### [Document segment]

★ ★ ★

RedisLabs / spark-redis

A connector for Spark that allows reading and writing to/from Redis cluster
BSD 3-Clause "New" or "Revised" License
935 stars 368 forks source link

Does jar file spark-redis_2.11-2.6.0-SNAPSHOT-jar-with-dependencies.jar work with Spark 3.1.1? #299

Closed michTalebzadeh closed 3 years ago

michTalebzadeh commented 3 years ago

Hi,

New to Redis. Testing Redis-Spark connector

I have put jar file that I made

in directory $SPARK_HOME/jars.

The redis version is

Redis server v=6.2.1 sha=00000000:0 malloc=jemalloc-5.1.0 bits=64 build=698eb4abaa66a5f9

and spark version is 3.1.1

Wrote a basic Python code in PyCharm as follows:

     spark_session = SparkSession.builder \
             .appName(appName) \
             .config("spark.redis.host", "rhes76") \
             .config("spark.redis.port", "6379") \
             .config("spark.redis.auth", "hduser") \
             .config("spark.redis.db", 1)  \
             .getOrCreate()

       dept = [("Finance", 10), ("Marketing", 20), ("Sales", 30), ("IT", 40) ]
        deptColumns = ["dept_name", "dept_id"]
        deptDF = self.spark.createDataFrame(data=dept, schema=deptColumns)
        deptDF.printSchema()
        deptDF.show()
        deptDF.write.format("org.apache.spark.sql.redis") \
                      .option("table", "testme") \
                      .save()

I get this output and error

root
 |-- dept_name: string (nullable = true)
 |-- dept_id: long (nullable = true)

+---------+-------+
|dept_name|dept_id|
+---------+-------+
|  Finance|     10|
|Marketing|     20|
|    Sales|     30|
|       IT|     40|
+---------+-------+

Traceback (most recent call last):
  File "/home/hduser/PycharmProjects/DSBQ/src/exampleRedis.py", line 52, in <module>
    redishive.loadIntoRedisTable()
  File "/home/hduser/PycharmProjects/DSBQ/src/exampleRedis.py", line 40, in loadIntoRedisTable
    .option("table", "testme") \
  File "/d4T/hduser/spark-3.1.1-bin-hadoop3.2/python/pyspark/sql/readwriter.py", line 1107, in save
    self._jwrite.save()
  File "/home/hduser/PycharmProjects/DSBQ/venv/lib64/python3.6/site-packages/py4j/java_gateway.py", line 1305, in __call__
    answer, self.gateway_client, self.target_id, self.name)
  File "/d4T/hduser/spark-3.1.1-bin-hadoop3.2/python/pyspark/sql/utils.py", line 111, in deco
    return f(*a, **kw)
  File "/home/hduser/PycharmProjects/DSBQ/venv/lib64/python3.6/site-packages/py4j/protocol.py", line 328, in get_return_value
    format(target_id, ".", name), value)

★ ★ ★

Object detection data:
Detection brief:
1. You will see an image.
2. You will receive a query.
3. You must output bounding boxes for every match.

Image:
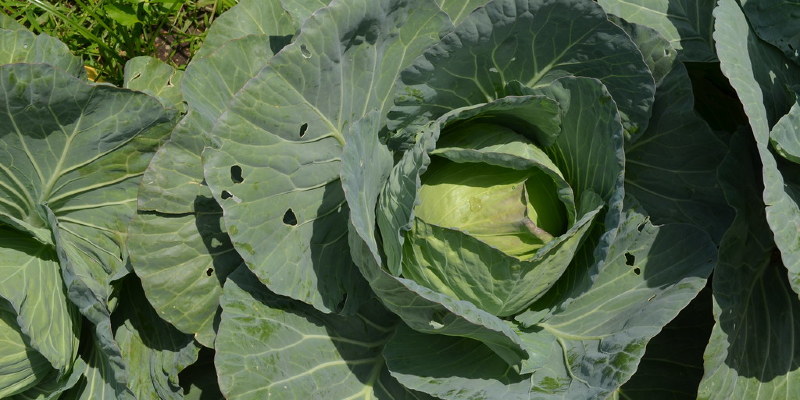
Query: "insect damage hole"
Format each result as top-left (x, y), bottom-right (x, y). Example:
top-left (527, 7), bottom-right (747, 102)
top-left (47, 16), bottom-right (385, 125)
top-left (283, 208), bottom-right (297, 226)
top-left (231, 165), bottom-right (244, 183)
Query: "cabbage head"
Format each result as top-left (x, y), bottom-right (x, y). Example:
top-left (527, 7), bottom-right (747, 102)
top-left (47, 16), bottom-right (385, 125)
top-left (403, 120), bottom-right (600, 316)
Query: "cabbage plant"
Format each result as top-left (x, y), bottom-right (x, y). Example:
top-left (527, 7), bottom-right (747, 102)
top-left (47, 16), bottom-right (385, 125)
top-left (0, 0), bottom-right (800, 400)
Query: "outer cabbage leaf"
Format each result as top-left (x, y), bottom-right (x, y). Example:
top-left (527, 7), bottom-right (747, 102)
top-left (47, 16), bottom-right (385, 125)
top-left (11, 359), bottom-right (86, 400)
top-left (769, 102), bottom-right (800, 164)
top-left (123, 56), bottom-right (186, 112)
top-left (739, 0), bottom-right (800, 64)
top-left (194, 0), bottom-right (296, 60)
top-left (0, 299), bottom-right (52, 398)
top-left (617, 282), bottom-right (714, 400)
top-left (389, 0), bottom-right (655, 138)
top-left (0, 64), bottom-right (170, 394)
top-left (436, 0), bottom-right (490, 25)
top-left (714, 0), bottom-right (800, 300)
top-left (58, 334), bottom-right (136, 400)
top-left (621, 21), bottom-right (732, 243)
top-left (203, 0), bottom-right (448, 312)
top-left (0, 14), bottom-right (25, 31)
top-left (0, 29), bottom-right (86, 78)
top-left (129, 0), bottom-right (304, 347)
top-left (114, 277), bottom-right (199, 399)
top-left (698, 130), bottom-right (800, 400)
top-left (384, 326), bottom-right (531, 400)
top-left (129, 35), bottom-right (272, 347)
top-left (215, 268), bottom-right (428, 400)
top-left (616, 15), bottom-right (732, 399)
top-left (598, 0), bottom-right (716, 62)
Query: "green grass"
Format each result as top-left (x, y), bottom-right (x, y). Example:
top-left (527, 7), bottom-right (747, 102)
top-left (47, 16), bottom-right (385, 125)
top-left (0, 0), bottom-right (236, 84)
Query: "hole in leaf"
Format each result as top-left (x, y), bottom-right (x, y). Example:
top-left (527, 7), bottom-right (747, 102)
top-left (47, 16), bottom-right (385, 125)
top-left (231, 165), bottom-right (244, 183)
top-left (283, 208), bottom-right (297, 226)
top-left (300, 44), bottom-right (311, 58)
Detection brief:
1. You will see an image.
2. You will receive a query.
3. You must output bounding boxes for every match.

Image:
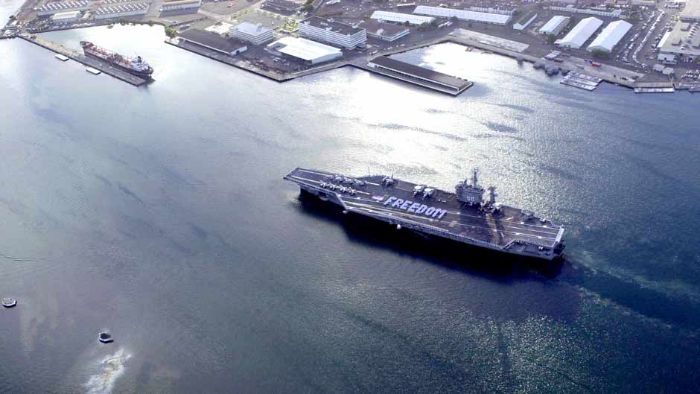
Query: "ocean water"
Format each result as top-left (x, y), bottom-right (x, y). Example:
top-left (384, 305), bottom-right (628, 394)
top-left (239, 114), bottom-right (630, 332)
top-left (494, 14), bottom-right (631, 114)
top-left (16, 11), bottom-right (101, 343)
top-left (0, 13), bottom-right (700, 393)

★ ★ ★

### [Aim of the task]
Rewrite the part of the Spark-Redis issue that begins "The redis version is" as a short list, keeping every version detail it gives. The rows are separate material, apart from the Spark-Redis issue.

### [Result of the exercise]
- Redis server: v=6.2.1, sha=00000000:0, malloc=jemalloc-5.1.0, bits=64, build=698eb4abaa66a5f9
- Spark: 3.1.1